• **Extracted text**

STS guide with a single 34T up front coupled to an 11x34 SRAM PG950 with PC-59 chain. Cheap and durable, never ever had problems with SRAM stuff. My bike is 39lbs. 

The 1:1 ratio is all you need for climbing, if you need more gearing, the trail is porbably so steep the fork and HA will limit you first. If I was DHing all the time I'd probably want a bigger chain ring, but for straight up FRing, 34x11 is plently for hauling-A.


----------



## hardcore newbie (Nov 6, 2004)

VIA said:


> Yes... same value as this...


thats kinda cool!


----------



## rpet (Jan 27, 2004)

I've *heard* that it can be trickier to get the rear derailleur to work smoothly with a 11-34 cassette.

I run a 2-ring setup. 36/22 with 11-32 cassette and a mid-cage derailleur for general use. I don't need gears any lower than that; if I had a single chainring, I'd probably give the 11-34 a shot.

-r


----------



## applegreenheckler (Feb 26, 2005)

I would go with an Ultegra 6500 12-27 224grams and under $60


----------



## dandurston (Jan 20, 2005)

The Ultegra sounds good too. I am 165lbs, in pretty good shape and I don't hill climb that much so I don't need super tall gearing. I want to go two rings up front because I also want a bashgaurd since I do quite a bit of urban freeriding and I am really hard on the bashring. Also I do XC every once In a while and will do so more often as I get older as more pansy so to have the big ring option is nice.

• **Short task 1**
In the gearing thread, what setup does rpet run for general use?
• **Short task 2**
Please condense the paragraph of the gearing thread that begins "The Ultegra sounds good too" into a short bulleted list that keeps its main facts.
Rely only on the gearing thread for these answers.

Dataset entries:
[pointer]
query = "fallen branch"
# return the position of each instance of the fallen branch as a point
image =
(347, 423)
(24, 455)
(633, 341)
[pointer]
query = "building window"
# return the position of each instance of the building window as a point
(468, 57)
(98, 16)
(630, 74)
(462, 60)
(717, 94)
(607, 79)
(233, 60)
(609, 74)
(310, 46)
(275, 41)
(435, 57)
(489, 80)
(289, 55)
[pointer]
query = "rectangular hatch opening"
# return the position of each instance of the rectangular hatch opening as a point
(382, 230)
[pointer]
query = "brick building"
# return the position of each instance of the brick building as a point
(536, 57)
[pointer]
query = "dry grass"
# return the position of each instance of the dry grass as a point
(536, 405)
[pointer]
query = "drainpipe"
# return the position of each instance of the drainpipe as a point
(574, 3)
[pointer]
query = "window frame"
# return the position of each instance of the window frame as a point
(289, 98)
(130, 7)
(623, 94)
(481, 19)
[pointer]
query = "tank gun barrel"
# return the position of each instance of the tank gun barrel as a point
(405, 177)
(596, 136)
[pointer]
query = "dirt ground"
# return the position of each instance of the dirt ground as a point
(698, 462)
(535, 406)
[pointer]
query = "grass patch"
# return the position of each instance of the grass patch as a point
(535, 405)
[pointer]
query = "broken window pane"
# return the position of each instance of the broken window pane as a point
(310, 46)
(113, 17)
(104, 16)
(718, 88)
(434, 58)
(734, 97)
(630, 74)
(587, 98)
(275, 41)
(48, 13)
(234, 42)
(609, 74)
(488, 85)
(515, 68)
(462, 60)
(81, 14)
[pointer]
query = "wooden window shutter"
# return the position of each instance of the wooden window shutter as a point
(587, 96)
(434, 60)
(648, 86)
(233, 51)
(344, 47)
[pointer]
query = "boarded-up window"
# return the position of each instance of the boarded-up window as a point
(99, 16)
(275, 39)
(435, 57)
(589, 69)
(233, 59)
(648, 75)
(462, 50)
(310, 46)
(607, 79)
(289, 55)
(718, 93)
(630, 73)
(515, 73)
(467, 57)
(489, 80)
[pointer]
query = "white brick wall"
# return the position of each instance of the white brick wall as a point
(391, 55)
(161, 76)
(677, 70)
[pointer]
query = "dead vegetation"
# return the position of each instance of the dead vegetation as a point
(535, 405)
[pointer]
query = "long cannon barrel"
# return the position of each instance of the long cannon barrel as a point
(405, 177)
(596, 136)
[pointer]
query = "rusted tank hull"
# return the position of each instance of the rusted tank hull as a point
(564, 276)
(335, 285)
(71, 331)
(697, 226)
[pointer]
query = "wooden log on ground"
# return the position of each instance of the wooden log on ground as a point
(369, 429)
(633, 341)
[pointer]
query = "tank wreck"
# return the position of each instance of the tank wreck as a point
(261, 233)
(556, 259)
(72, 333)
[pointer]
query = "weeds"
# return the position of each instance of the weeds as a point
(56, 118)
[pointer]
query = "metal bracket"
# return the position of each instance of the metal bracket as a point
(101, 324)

• **Written answer 1**
A two-ring 36/22 setup with an 11-32 cassette and a mid-cage derailleur.

• **Written answer 2**
- The Ultegra sounds good too.
- The writer weighs 165 lbs, is in fairly good shape, and doesn't climb hills much, so super tall gearing isn't needed.
- Two chainrings are wanted so a bashguard can be fitted, since the writer does a lot of urban freeriding and is very hard on the bashring.
- The writer rides XC occasionally and expects to do so more often with age, so having the big ring as an option is nice.